== EXERCISE INPUTS ==
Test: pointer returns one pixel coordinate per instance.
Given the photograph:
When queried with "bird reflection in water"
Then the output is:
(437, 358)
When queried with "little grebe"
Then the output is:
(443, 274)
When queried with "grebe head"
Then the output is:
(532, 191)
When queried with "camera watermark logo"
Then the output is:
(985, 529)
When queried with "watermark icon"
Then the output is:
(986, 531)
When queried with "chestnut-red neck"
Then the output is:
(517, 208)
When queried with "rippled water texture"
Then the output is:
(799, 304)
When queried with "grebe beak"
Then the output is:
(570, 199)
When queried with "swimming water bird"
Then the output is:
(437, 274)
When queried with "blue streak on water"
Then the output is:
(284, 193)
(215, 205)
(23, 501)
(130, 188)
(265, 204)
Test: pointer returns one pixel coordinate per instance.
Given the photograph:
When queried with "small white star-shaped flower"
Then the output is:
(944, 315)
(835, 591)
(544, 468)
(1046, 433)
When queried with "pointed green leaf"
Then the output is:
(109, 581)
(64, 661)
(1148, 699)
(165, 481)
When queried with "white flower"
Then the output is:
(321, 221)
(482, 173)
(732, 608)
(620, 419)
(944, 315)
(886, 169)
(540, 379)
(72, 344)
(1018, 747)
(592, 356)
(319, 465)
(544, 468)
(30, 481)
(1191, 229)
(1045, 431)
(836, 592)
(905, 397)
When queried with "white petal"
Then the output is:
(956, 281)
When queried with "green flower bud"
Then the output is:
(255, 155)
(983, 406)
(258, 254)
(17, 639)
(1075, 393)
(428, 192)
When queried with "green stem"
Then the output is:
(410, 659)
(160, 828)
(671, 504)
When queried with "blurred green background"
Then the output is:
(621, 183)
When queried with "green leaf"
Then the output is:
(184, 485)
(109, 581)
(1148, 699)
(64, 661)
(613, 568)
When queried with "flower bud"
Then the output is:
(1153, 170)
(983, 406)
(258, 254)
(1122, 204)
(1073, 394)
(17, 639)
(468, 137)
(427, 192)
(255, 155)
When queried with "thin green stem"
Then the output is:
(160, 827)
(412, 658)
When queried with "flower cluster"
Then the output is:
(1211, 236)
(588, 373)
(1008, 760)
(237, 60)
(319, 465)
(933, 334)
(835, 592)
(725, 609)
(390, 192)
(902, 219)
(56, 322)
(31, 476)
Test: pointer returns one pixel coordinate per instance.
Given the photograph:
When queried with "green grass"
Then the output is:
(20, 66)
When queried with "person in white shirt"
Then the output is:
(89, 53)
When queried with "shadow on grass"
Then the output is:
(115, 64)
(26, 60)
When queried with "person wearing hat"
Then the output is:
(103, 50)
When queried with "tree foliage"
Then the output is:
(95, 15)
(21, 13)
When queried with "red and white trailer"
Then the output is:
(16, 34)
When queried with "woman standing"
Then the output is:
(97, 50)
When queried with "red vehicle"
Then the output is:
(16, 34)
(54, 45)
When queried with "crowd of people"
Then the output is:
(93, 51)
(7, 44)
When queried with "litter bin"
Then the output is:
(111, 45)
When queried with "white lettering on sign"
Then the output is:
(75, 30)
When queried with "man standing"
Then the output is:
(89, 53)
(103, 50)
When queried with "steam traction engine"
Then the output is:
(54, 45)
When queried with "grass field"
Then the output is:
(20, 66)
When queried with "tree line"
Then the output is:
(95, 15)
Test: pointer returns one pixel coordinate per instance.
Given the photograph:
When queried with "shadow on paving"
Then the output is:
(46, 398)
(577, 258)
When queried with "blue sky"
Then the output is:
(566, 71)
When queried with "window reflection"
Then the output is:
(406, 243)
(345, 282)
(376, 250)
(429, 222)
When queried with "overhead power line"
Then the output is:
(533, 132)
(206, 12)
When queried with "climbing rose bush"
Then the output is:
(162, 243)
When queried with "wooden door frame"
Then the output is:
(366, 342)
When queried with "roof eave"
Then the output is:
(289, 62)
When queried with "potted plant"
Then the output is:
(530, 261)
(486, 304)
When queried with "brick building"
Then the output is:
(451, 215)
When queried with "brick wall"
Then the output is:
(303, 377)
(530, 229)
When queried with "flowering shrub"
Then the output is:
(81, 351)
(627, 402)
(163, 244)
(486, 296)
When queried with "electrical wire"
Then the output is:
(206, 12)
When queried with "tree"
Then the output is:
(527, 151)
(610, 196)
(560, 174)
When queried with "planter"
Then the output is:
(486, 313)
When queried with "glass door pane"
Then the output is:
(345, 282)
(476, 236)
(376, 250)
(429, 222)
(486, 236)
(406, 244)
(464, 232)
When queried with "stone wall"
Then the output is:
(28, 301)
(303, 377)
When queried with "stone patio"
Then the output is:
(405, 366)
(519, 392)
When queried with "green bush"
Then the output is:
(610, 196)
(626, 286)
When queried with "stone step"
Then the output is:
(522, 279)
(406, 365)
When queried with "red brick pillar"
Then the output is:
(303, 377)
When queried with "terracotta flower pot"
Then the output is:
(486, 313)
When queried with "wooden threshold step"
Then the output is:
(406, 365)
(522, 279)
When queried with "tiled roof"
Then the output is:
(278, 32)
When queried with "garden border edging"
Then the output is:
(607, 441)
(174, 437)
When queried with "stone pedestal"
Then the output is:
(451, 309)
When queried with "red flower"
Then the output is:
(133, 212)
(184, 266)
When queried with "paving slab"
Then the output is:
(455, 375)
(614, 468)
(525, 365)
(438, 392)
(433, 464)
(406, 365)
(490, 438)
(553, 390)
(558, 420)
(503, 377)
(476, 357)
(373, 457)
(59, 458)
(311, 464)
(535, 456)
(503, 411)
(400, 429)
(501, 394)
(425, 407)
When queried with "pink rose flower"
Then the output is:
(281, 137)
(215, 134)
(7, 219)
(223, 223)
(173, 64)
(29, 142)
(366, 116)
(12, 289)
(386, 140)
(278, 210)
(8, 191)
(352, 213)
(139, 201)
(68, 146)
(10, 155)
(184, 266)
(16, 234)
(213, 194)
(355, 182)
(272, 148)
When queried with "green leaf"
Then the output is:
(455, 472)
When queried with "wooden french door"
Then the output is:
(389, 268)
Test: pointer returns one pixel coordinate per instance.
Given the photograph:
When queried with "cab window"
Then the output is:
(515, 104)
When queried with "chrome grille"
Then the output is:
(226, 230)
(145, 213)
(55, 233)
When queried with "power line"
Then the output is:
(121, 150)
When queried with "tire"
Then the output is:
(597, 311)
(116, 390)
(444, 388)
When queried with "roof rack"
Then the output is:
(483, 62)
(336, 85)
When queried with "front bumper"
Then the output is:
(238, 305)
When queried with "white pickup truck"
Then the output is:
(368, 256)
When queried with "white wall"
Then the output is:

== EXERCISE OBJECTIVE ==
Please output each record exactly as it appears above.

== ANSWER TO THE EXERCISE ==
Test: pointer returns one pixel coordinate per instance.
Given the photograph:
When queried with "bird reflection in water"
Then the output is:
(437, 358)
When queried with "little grebe"
Then the output is:
(443, 274)
When queried with "grebe head"
Then the output is:
(532, 191)
When queried with "camera watermark logo"
Then the output is:
(985, 529)
When queried with "watermark icon"
Then the output is:
(986, 531)
When queried with "chestnut-red neck"
Then the output is:
(517, 208)
When queried with "rippled water texture"
Then the output is:
(799, 304)
When queried with "grebe beak"
Then the output is:
(570, 199)
When queried with "swimming water bird"
Then the output is:
(437, 274)
When queried with "blue streak on water"
Then the output is:
(284, 193)
(215, 205)
(23, 501)
(130, 188)
(265, 204)
Test: pointer returns one pixel coordinate per instance.
Given the photograph:
When queried with "small white star-shaped flower"
Then the output is:
(944, 315)
(835, 591)
(544, 468)
(1046, 433)
When queried with "pointed green leaf"
Then the output is:
(109, 581)
(64, 661)
(1148, 699)
(165, 481)
When queried with "white flower"
Then the output is:
(321, 221)
(482, 173)
(732, 608)
(620, 419)
(944, 315)
(886, 169)
(540, 379)
(72, 344)
(1018, 747)
(592, 356)
(319, 465)
(544, 468)
(30, 481)
(1191, 229)
(1045, 431)
(836, 592)
(905, 397)
When queried with "white petal"
Then the output is:
(956, 281)
When queried with "green flower bud"
Then the output is:
(255, 155)
(983, 406)
(258, 254)
(17, 639)
(1075, 393)
(428, 192)
When queried with "green stem"
Then the output is:
(410, 659)
(160, 828)
(671, 504)
When queried with "blurred green background"
Then the output is:
(621, 183)
When queried with "green leaf"
Then the output is:
(184, 485)
(109, 581)
(1148, 699)
(64, 661)
(613, 568)
When queried with "flower bud"
Then the output is:
(1153, 170)
(983, 406)
(258, 254)
(1122, 204)
(1073, 394)
(17, 639)
(468, 137)
(427, 192)
(255, 155)
When queried with "thin green stem"
Then the output is:
(160, 827)
(412, 658)
When queried with "flower cluster"
Then the output is:
(1211, 236)
(588, 373)
(1008, 760)
(237, 60)
(319, 465)
(933, 334)
(835, 592)
(725, 609)
(390, 192)
(902, 219)
(56, 322)
(31, 476)
Test: pointer returns one pixel coordinate per instance.
Given the photograph:
When queried with "green grass"
Then the output is:
(20, 66)
When queried with "person in white shirt"
Then the output is:
(89, 53)
When queried with "shadow on grass"
Then the output is:
(115, 64)
(26, 60)
When queried with "person wearing hat"
Then the output is:
(103, 50)
When queried with "tree foliage"
Then the output is:
(95, 15)
(21, 13)
When queried with "red and white trailer"
Then the output is:
(16, 34)
When queried with "woman standing"
Then the output is:
(97, 50)
When queried with "red vehicle"
Then the output is:
(16, 34)
(54, 45)
When queried with "crowd of people"
Then the output is:
(93, 51)
(7, 44)
When queried with "litter bin"
Then the output is:
(111, 45)
When queried with "white lettering on sign"
Then the output is:
(75, 30)
When queried with "man standing"
Then the output is:
(89, 53)
(103, 50)
When queried with "steam traction engine"
Then the output is:
(54, 45)
When queried with "grass field"
Then the output is:
(20, 66)
When queried with "tree line"
Then the output is:
(95, 15)
Test: pointer returns one pixel coordinate per instance.
Given the photograph:
When queried with "shadow on paving"
Then the output is:
(46, 398)
(577, 258)
When queried with "blue sky"
Then the output is:
(566, 71)
When queried with "window reflection"
Then the output is:
(406, 243)
(345, 282)
(376, 250)
(429, 222)
When queried with "overhead power line"
Then the output is:
(533, 132)
(206, 12)
When queried with "climbing rose bush"
Then the output is:
(162, 243)
When queried with "wooden door frame"
Then the output is:
(366, 342)
When queried with "roof eave"
Then the output is:
(289, 62)
When queried with "potted plant"
Then the output is:
(530, 261)
(486, 304)
When queried with "brick building"
Then the output is:
(451, 215)
When queried with "brick wall"
Then the output is:
(303, 377)
(530, 229)
When queried with "flowering shrub"
Then the output is:
(81, 351)
(627, 402)
(163, 244)
(486, 296)
When queried with "electrical wire"
Then the output is:
(206, 12)
When queried with "tree"
Then the output is:
(527, 151)
(610, 196)
(560, 174)
When queried with "planter"
Then the output is:
(486, 313)
When queried with "glass door pane"
Then the output is:
(345, 282)
(476, 236)
(376, 250)
(429, 222)
(486, 236)
(406, 244)
(464, 232)
When queried with "stone wall"
Then the output is:
(28, 301)
(303, 377)
When queried with "stone patio"
Then the output is:
(405, 366)
(519, 392)
When queried with "green bush"
Then the output is:
(610, 196)
(626, 286)
When queried with "stone step"
Then the output is:
(522, 279)
(406, 365)
When queried with "red brick pillar"
Then the output is:
(303, 377)
When queried with "terracotta flower pot"
Then the output is:
(486, 313)
When queried with "wooden threshold step"
Then the output is:
(406, 365)
(522, 279)
When queried with "tiled roof"
Then the output is:
(278, 32)
When queried with "garden border edging"
Then the output is:
(607, 441)
(174, 437)
When queried with "stone pedestal"
Then the output is:
(451, 309)
When queried with "red flower"
Then the output is:
(133, 212)
(184, 266)
When queried with "paving slab"
Then the output is:
(455, 375)
(614, 468)
(525, 365)
(438, 392)
(433, 464)
(406, 365)
(490, 438)
(553, 390)
(558, 420)
(503, 377)
(476, 357)
(373, 457)
(59, 458)
(311, 464)
(535, 456)
(503, 411)
(400, 429)
(501, 394)
(425, 407)
When queried with "pink rose flower"
Then the output is:
(281, 137)
(215, 134)
(7, 219)
(223, 223)
(173, 64)
(29, 142)
(366, 116)
(12, 289)
(386, 140)
(278, 210)
(8, 191)
(352, 213)
(139, 201)
(68, 146)
(10, 155)
(184, 266)
(16, 234)
(213, 194)
(355, 182)
(272, 148)
When queried with "green leaf"
Then the output is:
(455, 472)
When queried with "wooden french door"
Then the output is:
(389, 268)
Test: pointer returns one pixel coordinate per instance.
Given the photograph:
When queried with "cab window"
Then the output is:
(515, 104)
When queried with "chrome grille"
Then the output is:
(226, 230)
(145, 213)
(55, 233)
When queried with "power line"
Then the output is:
(121, 150)
When queried with "tire"
Then the output is:
(597, 311)
(116, 390)
(444, 388)
When queried with "roof rack"
Then the output is:
(483, 62)
(336, 85)
When queried with "front bumper"
Then the output is:
(238, 305)
When queried with "white pickup truck"
Then the output is:
(368, 256)
When queried with "white wall"
Then the output is:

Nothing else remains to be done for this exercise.